§ Set problem 1: Reproduce the records word for word, starting at the line that contains "Question: Can you" and ending at the last line of the records.

§ Source text:

When to use each format.

1. CSV¶

Universal compatibility
Human-readable
Good for medium data

2. Excel¶

Preserves formatting
Multiple sheets
Good for business users

3. JSON¶

Web API responses
Nested structures
JavaScript integration

4. HDF5¶

Large datasets
Fast I/O
Scientific computing

Exercises¶

Exercise 1. Create a JSON string in "records" orientation (a list of dictionaries) with keys 'name', 'age', and 'city' for three people. Write it to a file and read it back using pd.read_json with orient='records'. Print the resulting DataFrame.

Solution to Exercise 1

Write JSON records and read them back.

import pandas as pd
import json

records = [
    {"name": "Alice", "age": 30, "city": "NYC"},
    {"name": "Bob", "age": 25, "city": "LA"},
    {"name": "Carol", "age": 35, "city": "SF"}
]
with open('people.json', 'w') as f:
    json.dump(records, f)

df = pd.read_json('people.json', orient='records')
print(df)

Exercise 2. Create a DataFrame and save it to an Excel file with the sheet name 'Report'. Then read it back specifying the sheet name. Verify the loaded DataFrame matches the original.

Solution to Exercise 2

Save to Excel with a named sheet and read it back.

import pandas as pd

df = pd.DataFrame({
    'product': ['Widget', 'Gadget'],
    'sales': [100, 200]
})
df.to_excel('report.xlsx', sheet_name='Report', index=False)

§ Set problem 2:
Answer each item from the text on data file formats.
(a) Which format is described as good for business users?
(b) What value of orient does the solution to Exercise 1 pass to pd.read_json?
(c) What sheet name does the solution to Exercise 2 use when saving to Excel?

[Detection annotation records]
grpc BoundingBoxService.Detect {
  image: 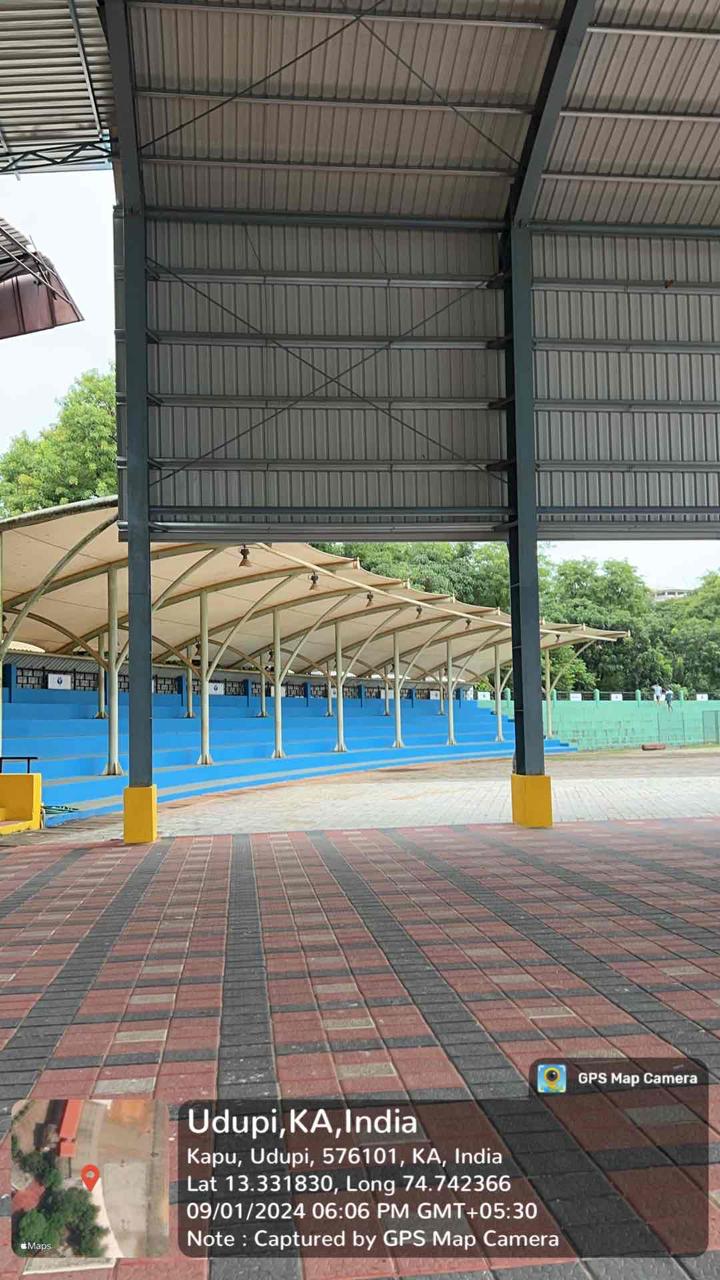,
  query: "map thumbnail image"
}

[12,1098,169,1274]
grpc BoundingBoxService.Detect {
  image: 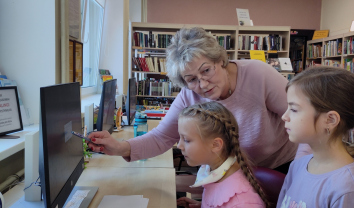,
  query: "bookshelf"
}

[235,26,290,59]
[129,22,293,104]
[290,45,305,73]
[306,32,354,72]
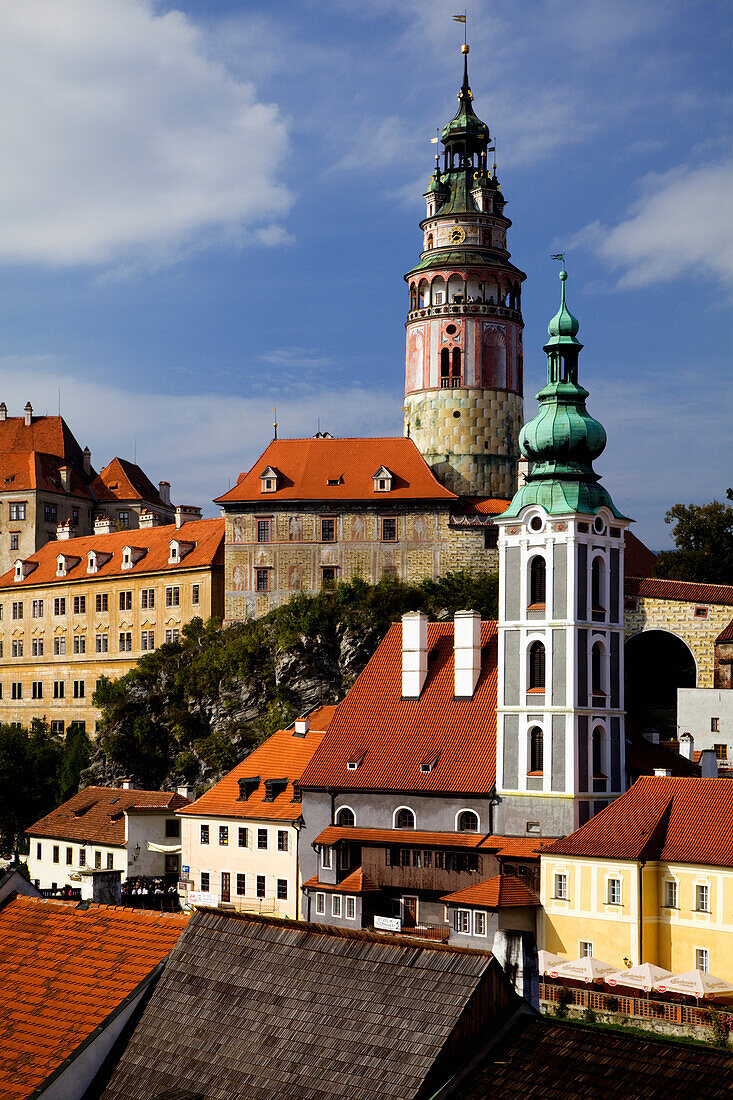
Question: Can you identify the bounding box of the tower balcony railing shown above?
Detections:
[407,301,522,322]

§ Expected output 1:
Question: Can you identify the bounding box of the tower balcony railing shown above?
Detections:
[407,301,522,322]

§ Expected output 2:
(a) Excel
(b) 'records'
(c) 'Report'